* EXERCISE DIRECTIONS
Update the part of the data that opens with the line containing "The prompts inside" and closes with the line containing "342L90 385L0 426H203L96" by changing every "clicks" to "points", leaving everything else unchanged.

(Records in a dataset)
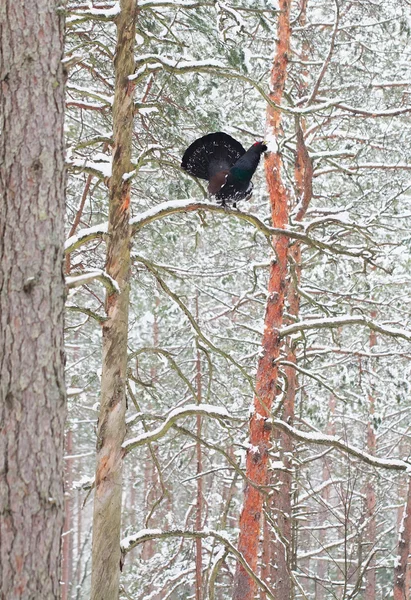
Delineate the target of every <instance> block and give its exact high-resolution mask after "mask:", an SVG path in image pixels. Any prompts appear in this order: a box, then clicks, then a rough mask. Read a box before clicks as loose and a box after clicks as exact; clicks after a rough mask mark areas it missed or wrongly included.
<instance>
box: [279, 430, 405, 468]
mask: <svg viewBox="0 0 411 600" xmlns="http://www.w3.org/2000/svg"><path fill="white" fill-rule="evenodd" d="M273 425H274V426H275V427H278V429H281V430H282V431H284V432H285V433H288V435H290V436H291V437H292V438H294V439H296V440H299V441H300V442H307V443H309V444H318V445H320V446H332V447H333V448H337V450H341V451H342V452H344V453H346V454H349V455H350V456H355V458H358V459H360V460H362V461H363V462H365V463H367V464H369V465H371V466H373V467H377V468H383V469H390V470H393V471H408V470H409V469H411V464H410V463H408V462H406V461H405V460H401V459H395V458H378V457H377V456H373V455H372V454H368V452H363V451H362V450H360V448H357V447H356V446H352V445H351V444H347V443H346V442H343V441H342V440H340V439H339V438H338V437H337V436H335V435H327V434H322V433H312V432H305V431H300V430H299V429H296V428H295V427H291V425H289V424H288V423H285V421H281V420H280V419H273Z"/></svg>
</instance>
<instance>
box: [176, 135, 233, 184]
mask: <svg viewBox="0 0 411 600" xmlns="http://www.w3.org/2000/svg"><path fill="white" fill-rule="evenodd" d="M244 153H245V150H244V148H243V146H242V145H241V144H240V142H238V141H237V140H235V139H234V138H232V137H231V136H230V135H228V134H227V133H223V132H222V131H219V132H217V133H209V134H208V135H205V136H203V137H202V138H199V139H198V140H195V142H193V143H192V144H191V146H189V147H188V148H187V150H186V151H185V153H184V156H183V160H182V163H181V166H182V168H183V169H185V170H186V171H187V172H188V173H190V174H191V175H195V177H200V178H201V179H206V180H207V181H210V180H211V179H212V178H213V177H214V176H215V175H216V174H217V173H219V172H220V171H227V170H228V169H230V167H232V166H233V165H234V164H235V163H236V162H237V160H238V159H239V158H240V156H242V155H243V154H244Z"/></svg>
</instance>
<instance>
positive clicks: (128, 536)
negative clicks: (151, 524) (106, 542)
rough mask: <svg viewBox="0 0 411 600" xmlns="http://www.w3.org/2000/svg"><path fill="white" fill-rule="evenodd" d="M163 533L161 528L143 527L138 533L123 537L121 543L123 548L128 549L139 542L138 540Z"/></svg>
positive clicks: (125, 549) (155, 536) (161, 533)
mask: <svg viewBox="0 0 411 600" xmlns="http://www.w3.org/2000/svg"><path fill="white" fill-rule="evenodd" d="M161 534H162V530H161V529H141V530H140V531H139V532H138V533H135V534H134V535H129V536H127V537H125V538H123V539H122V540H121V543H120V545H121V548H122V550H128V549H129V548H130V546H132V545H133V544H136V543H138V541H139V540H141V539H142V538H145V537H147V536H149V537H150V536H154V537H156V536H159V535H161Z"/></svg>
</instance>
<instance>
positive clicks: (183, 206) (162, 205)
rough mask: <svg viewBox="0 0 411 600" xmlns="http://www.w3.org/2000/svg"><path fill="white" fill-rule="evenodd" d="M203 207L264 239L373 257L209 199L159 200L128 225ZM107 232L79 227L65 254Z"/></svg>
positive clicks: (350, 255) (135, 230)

---

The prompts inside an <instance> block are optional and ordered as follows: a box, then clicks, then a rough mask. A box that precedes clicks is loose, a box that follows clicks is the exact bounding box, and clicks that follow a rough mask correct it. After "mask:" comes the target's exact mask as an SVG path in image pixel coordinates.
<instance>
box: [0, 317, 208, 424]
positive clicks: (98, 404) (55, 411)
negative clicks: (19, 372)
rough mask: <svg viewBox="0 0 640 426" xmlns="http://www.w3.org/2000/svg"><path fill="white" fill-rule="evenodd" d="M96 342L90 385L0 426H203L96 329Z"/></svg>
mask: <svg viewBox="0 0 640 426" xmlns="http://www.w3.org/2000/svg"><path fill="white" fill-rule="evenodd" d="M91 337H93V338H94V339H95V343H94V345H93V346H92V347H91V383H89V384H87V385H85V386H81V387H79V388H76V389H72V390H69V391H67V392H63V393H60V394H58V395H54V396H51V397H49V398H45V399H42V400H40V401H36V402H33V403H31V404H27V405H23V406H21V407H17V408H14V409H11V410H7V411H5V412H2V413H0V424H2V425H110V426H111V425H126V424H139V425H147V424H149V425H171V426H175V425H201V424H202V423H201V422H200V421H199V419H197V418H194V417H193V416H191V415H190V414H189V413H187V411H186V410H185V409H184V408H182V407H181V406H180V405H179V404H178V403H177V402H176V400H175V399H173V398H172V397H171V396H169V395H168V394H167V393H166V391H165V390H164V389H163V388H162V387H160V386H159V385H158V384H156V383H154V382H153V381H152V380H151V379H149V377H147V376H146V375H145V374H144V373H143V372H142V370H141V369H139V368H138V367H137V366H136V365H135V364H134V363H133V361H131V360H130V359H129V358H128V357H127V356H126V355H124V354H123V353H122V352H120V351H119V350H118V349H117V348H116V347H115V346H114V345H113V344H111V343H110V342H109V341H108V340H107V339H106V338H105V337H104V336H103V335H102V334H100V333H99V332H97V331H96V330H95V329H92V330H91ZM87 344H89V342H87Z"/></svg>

* YOUR SOLUTION
The prompts inside an <instance> block are optional and ordered as follows: a box, then points, then a rough mask. A box that precedes points is loose, a box that follows points is the exact bounding box, and points that follow a rough mask correct it. After "mask:" comes the target's exact mask as an SVG path in image pixel coordinates.
<instance>
box: [0, 317, 208, 424]
positive points: (98, 404) (55, 411)
negative points: (19, 372)
rough mask: <svg viewBox="0 0 640 426" xmlns="http://www.w3.org/2000/svg"><path fill="white" fill-rule="evenodd" d="M96 342L90 385L0 426H203L96 329Z"/></svg>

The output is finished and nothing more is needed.